§ **Problem to solve**:
Only the lines from the one containing "Q: For each instance of the doorway" through the last line below should be written out, exactly and with both ends kept.

§ **Materials provided**:
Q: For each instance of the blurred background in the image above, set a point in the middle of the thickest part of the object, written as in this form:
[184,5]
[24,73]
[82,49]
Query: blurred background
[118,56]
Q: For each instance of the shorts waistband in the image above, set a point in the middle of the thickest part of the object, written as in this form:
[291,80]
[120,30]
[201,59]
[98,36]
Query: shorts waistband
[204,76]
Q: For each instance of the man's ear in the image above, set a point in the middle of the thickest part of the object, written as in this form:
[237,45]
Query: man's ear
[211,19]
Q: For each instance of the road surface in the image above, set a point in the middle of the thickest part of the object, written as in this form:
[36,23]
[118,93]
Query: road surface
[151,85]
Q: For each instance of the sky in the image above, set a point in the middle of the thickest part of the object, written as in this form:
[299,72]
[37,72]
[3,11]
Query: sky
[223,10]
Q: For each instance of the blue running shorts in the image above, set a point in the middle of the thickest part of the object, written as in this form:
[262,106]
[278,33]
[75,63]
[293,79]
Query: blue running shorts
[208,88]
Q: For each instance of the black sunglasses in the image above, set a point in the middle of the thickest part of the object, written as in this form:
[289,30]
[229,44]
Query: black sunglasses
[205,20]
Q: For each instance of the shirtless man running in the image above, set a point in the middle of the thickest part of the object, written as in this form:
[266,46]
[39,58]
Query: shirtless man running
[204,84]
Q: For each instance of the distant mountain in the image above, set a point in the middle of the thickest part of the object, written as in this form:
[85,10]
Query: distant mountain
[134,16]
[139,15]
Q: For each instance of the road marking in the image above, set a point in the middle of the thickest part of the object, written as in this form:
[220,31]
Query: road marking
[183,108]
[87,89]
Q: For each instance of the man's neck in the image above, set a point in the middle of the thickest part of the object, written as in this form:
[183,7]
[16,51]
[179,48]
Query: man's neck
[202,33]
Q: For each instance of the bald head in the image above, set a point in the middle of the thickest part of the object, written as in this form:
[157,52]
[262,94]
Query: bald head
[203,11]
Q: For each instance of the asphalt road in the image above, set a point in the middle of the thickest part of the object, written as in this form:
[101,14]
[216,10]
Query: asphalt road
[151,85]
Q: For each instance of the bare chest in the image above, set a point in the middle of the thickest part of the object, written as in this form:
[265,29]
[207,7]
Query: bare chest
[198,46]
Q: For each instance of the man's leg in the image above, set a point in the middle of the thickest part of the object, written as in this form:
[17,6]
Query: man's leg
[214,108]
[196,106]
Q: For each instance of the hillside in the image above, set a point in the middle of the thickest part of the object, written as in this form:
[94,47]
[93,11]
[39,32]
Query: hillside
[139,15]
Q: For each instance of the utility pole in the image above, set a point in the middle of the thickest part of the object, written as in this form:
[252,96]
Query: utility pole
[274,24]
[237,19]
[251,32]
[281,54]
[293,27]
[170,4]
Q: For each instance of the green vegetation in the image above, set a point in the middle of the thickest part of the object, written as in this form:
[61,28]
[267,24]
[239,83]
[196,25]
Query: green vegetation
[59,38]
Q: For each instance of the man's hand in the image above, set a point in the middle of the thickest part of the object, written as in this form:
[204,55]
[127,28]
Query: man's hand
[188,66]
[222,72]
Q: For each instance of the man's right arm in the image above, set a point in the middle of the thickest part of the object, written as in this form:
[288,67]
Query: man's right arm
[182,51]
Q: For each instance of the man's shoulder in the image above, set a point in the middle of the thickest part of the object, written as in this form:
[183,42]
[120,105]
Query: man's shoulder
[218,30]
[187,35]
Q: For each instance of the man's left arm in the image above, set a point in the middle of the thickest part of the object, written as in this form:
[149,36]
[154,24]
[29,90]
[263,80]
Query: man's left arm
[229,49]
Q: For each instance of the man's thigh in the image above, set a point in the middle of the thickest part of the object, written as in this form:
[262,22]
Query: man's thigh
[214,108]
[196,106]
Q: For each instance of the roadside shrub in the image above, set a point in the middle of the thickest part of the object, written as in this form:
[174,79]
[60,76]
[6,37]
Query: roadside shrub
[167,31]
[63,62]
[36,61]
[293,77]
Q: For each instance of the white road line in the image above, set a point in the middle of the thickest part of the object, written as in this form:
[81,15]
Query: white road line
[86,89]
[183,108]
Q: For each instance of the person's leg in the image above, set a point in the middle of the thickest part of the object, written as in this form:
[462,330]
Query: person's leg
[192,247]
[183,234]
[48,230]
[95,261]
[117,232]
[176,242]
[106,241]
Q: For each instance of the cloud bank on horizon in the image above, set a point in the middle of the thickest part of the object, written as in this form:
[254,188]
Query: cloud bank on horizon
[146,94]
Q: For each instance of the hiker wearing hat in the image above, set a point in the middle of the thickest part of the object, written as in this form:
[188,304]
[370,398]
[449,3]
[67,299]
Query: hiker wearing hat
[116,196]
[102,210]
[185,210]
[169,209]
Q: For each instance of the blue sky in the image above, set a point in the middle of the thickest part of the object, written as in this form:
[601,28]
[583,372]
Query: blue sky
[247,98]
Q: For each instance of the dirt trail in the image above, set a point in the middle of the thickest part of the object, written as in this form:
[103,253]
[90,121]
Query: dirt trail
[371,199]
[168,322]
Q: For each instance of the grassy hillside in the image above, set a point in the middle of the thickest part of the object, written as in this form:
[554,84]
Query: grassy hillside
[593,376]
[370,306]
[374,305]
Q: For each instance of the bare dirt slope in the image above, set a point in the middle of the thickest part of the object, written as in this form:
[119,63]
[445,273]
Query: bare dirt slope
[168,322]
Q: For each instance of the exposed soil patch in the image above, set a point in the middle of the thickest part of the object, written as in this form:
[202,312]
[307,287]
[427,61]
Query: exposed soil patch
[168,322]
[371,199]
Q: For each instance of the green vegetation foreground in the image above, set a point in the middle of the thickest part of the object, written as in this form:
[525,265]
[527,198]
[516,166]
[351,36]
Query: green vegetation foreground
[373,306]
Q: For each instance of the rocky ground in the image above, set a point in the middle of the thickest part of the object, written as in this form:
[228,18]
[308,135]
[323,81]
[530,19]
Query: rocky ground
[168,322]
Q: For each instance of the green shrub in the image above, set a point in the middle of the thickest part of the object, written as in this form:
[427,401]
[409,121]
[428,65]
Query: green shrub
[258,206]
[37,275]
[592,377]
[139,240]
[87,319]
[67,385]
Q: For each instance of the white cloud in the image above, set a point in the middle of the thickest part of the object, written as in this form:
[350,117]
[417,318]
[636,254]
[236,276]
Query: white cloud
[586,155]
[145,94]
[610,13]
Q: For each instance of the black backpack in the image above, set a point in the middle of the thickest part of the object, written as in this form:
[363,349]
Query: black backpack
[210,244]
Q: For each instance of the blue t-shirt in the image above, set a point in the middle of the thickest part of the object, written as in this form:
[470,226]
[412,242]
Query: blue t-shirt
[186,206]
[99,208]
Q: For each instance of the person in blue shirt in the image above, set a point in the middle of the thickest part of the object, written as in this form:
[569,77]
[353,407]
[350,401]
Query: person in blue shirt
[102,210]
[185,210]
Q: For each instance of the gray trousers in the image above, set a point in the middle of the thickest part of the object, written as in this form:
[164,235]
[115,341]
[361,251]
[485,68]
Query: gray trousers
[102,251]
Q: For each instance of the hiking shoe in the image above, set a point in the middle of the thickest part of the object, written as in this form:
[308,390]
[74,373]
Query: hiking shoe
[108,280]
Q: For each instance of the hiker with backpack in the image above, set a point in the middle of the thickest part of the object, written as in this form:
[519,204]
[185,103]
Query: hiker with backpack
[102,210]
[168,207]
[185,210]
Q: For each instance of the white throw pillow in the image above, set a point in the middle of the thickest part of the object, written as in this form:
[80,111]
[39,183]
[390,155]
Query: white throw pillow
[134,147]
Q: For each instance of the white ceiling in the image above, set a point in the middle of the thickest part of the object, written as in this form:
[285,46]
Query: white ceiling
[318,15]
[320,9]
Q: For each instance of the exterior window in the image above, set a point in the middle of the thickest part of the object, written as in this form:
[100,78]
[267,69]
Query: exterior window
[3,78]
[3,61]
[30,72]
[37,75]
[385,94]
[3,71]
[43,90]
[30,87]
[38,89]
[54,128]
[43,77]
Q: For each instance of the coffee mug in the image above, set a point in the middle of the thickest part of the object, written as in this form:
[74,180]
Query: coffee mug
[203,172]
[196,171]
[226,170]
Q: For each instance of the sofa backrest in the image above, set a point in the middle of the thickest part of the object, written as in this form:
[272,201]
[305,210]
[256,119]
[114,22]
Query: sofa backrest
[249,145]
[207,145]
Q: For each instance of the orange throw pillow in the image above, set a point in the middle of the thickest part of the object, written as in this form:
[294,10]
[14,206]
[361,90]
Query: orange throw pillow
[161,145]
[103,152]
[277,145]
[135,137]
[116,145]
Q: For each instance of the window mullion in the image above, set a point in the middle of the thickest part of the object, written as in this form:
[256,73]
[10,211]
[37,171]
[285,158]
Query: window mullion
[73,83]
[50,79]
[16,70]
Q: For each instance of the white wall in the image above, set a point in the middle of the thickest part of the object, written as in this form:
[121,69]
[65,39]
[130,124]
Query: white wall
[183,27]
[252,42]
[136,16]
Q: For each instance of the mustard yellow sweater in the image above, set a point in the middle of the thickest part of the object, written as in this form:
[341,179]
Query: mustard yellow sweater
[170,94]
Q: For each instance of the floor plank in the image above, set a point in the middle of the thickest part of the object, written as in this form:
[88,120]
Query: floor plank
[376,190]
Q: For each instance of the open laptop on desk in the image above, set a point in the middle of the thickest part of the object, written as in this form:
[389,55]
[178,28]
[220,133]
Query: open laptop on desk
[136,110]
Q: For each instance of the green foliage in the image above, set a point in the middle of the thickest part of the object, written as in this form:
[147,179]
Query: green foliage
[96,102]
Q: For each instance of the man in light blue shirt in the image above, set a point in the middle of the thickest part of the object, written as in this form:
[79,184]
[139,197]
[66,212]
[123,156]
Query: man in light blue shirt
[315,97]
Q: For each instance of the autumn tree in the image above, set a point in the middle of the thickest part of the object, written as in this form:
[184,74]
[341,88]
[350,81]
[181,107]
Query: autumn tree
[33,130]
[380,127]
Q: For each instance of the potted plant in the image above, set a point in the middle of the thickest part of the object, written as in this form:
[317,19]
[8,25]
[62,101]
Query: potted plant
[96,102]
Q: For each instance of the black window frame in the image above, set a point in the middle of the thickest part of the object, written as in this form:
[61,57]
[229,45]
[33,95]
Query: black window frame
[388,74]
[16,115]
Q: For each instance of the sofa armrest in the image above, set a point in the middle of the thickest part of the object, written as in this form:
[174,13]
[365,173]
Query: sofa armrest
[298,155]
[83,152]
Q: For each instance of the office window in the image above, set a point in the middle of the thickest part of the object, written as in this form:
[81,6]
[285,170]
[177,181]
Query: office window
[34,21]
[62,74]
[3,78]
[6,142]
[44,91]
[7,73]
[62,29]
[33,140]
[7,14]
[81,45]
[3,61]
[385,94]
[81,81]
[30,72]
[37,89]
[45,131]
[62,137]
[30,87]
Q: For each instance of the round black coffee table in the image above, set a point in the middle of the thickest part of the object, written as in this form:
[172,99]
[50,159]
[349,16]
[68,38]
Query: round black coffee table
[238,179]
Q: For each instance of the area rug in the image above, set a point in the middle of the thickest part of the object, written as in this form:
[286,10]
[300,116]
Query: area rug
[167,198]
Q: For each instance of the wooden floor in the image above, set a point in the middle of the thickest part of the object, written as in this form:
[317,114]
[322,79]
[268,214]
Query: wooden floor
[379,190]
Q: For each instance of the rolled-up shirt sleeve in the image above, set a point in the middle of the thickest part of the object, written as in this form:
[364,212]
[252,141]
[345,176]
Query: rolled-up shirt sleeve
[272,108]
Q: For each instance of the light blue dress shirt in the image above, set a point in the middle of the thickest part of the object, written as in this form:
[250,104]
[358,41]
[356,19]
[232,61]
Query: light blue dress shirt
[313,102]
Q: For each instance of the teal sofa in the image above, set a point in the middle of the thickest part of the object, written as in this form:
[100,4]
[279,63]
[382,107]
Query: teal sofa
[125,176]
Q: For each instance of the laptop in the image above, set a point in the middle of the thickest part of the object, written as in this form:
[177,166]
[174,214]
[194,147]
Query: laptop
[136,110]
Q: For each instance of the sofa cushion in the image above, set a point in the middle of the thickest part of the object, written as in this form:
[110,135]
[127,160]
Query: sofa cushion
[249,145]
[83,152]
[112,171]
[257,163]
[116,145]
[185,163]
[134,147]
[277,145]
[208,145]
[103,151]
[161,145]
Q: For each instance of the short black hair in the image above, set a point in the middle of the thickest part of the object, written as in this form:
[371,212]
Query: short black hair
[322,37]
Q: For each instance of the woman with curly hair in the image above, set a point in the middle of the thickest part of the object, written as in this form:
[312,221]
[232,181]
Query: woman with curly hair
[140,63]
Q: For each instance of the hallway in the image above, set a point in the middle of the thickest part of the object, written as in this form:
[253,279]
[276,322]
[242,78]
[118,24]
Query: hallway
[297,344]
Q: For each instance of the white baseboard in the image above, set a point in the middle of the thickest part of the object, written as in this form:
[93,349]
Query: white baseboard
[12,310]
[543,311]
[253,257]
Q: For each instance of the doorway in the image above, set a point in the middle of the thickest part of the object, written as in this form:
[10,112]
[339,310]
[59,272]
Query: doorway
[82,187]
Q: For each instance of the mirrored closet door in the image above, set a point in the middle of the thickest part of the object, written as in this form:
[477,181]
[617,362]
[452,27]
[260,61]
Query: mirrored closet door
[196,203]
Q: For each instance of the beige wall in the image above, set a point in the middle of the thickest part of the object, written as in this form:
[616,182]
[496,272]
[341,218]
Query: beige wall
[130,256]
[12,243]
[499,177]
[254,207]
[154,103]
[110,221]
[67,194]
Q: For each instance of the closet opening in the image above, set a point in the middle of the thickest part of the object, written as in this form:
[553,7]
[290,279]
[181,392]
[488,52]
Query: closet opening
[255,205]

§ **Written response**:
Q: For each instance of the doorway in the image above, set a point in the middle of the thickest part of the object, written as in this form:
[10,112]
[339,310]
[59,272]
Query: doorway
[82,187]
Q: For each instance of the mirrored closet door in the image above, set a point in the middle of the thickest part of the object, written as in this form:
[477,181]
[617,362]
[452,27]
[260,61]
Query: mirrored closet door
[196,203]
Q: For each instance of the beige wall in the image above, set a point in the middle of the thickest part of the object, written as in this form:
[616,182]
[496,272]
[341,218]
Query: beige wall
[130,256]
[12,243]
[499,177]
[254,207]
[154,103]
[110,221]
[67,194]
Q: For each instance of the closet opening in the image above, set a point in the middle of the thickest part of the object, written as in this form:
[553,7]
[290,279]
[181,392]
[488,52]
Query: closet opening
[255,205]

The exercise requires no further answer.